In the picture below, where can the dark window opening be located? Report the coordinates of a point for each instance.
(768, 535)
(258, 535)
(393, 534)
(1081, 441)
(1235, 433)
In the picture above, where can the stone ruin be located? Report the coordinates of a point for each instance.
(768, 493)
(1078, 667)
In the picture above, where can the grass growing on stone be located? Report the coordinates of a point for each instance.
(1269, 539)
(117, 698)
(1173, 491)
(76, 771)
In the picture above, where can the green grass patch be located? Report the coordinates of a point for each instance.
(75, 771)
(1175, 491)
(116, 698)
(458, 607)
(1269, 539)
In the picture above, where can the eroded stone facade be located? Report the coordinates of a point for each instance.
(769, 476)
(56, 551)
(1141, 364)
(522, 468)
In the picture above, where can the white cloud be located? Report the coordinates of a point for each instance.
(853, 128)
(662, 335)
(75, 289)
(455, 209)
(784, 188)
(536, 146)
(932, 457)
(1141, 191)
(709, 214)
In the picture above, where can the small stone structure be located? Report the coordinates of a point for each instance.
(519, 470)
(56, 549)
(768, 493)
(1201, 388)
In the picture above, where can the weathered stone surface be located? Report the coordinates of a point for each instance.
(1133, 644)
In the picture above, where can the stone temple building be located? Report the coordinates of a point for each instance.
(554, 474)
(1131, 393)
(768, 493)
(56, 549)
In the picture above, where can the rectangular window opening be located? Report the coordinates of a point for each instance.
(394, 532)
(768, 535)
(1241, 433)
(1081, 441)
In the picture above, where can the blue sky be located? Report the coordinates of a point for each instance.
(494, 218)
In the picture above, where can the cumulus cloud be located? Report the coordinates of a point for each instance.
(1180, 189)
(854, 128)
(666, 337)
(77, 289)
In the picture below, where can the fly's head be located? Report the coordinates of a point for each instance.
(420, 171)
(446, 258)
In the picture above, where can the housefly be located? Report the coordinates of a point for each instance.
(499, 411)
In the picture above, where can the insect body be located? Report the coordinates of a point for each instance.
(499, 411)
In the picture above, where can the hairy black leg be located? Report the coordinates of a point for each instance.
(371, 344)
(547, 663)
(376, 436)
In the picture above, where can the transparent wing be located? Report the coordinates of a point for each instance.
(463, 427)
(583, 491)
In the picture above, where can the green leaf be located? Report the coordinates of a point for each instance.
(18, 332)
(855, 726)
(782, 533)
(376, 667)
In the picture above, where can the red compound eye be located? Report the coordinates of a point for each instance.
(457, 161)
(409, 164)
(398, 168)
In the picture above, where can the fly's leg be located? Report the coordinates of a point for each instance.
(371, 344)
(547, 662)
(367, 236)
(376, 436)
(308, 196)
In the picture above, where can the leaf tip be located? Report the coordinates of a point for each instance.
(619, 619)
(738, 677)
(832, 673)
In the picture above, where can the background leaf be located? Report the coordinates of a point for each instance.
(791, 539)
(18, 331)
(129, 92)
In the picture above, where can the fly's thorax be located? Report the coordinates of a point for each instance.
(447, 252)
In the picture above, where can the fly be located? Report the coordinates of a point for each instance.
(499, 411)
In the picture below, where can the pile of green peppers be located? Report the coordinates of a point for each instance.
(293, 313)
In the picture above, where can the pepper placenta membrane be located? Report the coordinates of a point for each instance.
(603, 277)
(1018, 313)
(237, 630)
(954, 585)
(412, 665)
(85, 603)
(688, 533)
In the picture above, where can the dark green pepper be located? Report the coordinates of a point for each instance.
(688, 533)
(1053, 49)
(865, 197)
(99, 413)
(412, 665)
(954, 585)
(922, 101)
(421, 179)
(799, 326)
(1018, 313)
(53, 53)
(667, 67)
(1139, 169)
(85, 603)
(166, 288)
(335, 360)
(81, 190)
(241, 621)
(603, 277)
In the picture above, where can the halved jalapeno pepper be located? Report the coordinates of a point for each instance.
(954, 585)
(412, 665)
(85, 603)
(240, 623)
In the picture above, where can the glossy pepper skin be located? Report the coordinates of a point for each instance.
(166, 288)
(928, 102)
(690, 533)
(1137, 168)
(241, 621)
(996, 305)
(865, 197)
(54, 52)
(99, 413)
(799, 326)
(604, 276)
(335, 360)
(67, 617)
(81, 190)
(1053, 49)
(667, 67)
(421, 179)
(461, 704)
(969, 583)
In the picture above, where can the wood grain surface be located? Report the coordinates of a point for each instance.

__PROBLEM TO WORK ON__
Output every line of all the entries above as a numbered list, omitting any blank lines.

__SOLUTION FOR THIS PROBLEM__
1. In the picture below, where can the dark window opening be located? Report the coordinates of a point for each instance.
2. (768, 535)
3. (258, 535)
4. (393, 534)
5. (1081, 441)
6. (1235, 433)
7. In the picture above, where can the stone ruin be located? Report the coordinates of a point for each instance.
8. (768, 493)
9. (1078, 667)
10. In the picture above, where can the grass growing on stone be located? Report the coordinates of a point for each instance.
11. (1269, 539)
12. (117, 698)
13. (1173, 491)
14. (76, 771)
15. In the picture above, where can the green grass patch be located? Report the coordinates of a point for each instance.
16. (75, 771)
17. (1175, 491)
18. (116, 698)
19. (458, 607)
20. (1269, 539)
21. In the picture above, where can the eroded stone facade be located? Report the coordinates of a point for each instance.
22. (769, 476)
23. (56, 551)
24. (1141, 364)
25. (522, 468)
26. In the picture above, where can the white cloud be located? Report the coordinates of a point for each instance.
27. (853, 128)
28. (662, 335)
29. (75, 289)
30. (455, 209)
31. (784, 188)
32. (536, 146)
33. (932, 457)
34. (1141, 191)
35. (709, 214)
36. In the picture above, where can the small stone structure be located? Report the coordinates of a point for each instance.
37. (519, 470)
38. (56, 549)
39. (768, 493)
40. (1201, 388)
41. In the picture above, where can the weathered stone surface be located? Report the coordinates of a point for each instance.
42. (1133, 644)
43. In the picture above, where can the stone temple building be located? Report the coordinates of a point for each instance.
44. (554, 474)
45. (1131, 393)
46. (768, 493)
47. (56, 549)
48. In the picture above, where can the rectangular window opening be located? Report the coordinates of a point for each instance.
49. (394, 532)
50. (768, 535)
51. (1241, 433)
52. (1081, 441)
53. In the picture above, where can the blue sky be located? Report the coordinates of a point for each instance.
54. (494, 218)
55. In the picture above, where can the cumulus cloud be located? Report the coordinates of a point for each instance.
56. (1180, 189)
57. (854, 128)
58. (666, 337)
59. (77, 289)
60. In the picture below, where can the fly's head be located? Report the coordinates of a point for each instance.
61. (420, 171)
62. (446, 258)
63. In the picture above, where can the housefly be located? Report the coordinates of a point for each instance.
64. (499, 411)
65. In the picture above, where can the insect body be located? Report the coordinates of a point for each instance.
66. (499, 411)
67. In the picture above, where can the hairy black leg be located? Report the coordinates of a point for each instance.
68. (371, 344)
69. (547, 663)
70. (376, 436)
71. In the picture above, where can the transparent wing be located? Report the coordinates of a point for each instance.
72. (463, 427)
73. (583, 491)
74. In the picture above, where can the green leaf be located? Report the coordinates of a point for each instance.
75. (18, 332)
76. (855, 726)
77. (782, 533)
78. (376, 667)
79. In the picture above, where can the red compound eye be located? Report the coordinates of a point for each instance.
80. (457, 161)
81. (409, 164)
82. (398, 168)
83. In the picture above, where can the fly's leg be located? Report the coordinates of a point for each instance.
84. (371, 344)
85. (547, 662)
86. (367, 236)
87. (376, 436)
88. (308, 196)
89. In the picture above, where can the leaf tip be located? Report the coordinates of a point for each instance.
90. (619, 619)
91. (738, 677)
92. (832, 673)
93. In the picture above, where can the background leaf be located? Report the coordinates of a point for each instance.
94. (791, 539)
95. (18, 331)
96. (129, 92)
97. In the picture above, where can the fly's thorax be located? Report the coordinates of a point for each instance.
98. (447, 252)
99. In the picture above, where can the fly be located? Report the coordinates of a point for each instance.
100. (499, 411)
101. In the picture below, where can the pile of green peppers be located? Report the coordinates of a point for each instance.
102. (293, 313)
103. In the picture above, where can the pepper placenta membrane be located? Report the coordinates of a point for each instance.
104. (603, 277)
105. (1018, 313)
106. (237, 630)
107. (954, 585)
108. (412, 665)
109. (85, 603)
110. (688, 533)
111. In the picture above, where can the dark green pepper be located? Report the coordinates of a point for each instance.
112. (688, 533)
113. (1053, 49)
114. (865, 197)
115. (99, 413)
116. (412, 665)
117. (954, 585)
118. (922, 101)
119. (421, 179)
120. (799, 326)
121. (1018, 313)
122. (53, 53)
123. (667, 67)
124. (1139, 169)
125. (85, 603)
126. (166, 288)
127. (335, 360)
128. (81, 190)
129. (241, 621)
130. (603, 277)
131. In the picture above, where can the halved jalapeno pepper be located? Report the coordinates of a point for each instance.
132. (954, 585)
133. (412, 665)
134. (85, 603)
135. (240, 623)
136. In the picture above, where can the glossy pepper skin be located? Report the coordinates of a point for each instance.
137. (166, 288)
138. (928, 102)
139. (690, 533)
140. (1137, 168)
141. (241, 621)
142. (996, 305)
143. (865, 197)
144. (54, 52)
145. (99, 413)
146. (799, 326)
147. (604, 276)
148. (335, 360)
149. (67, 617)
150. (81, 190)
151. (1053, 49)
152. (667, 67)
153. (421, 179)
154. (461, 704)
155. (969, 583)
156. In the picture above, where can the wood grain surface be located? Report the coordinates of a point for each instance.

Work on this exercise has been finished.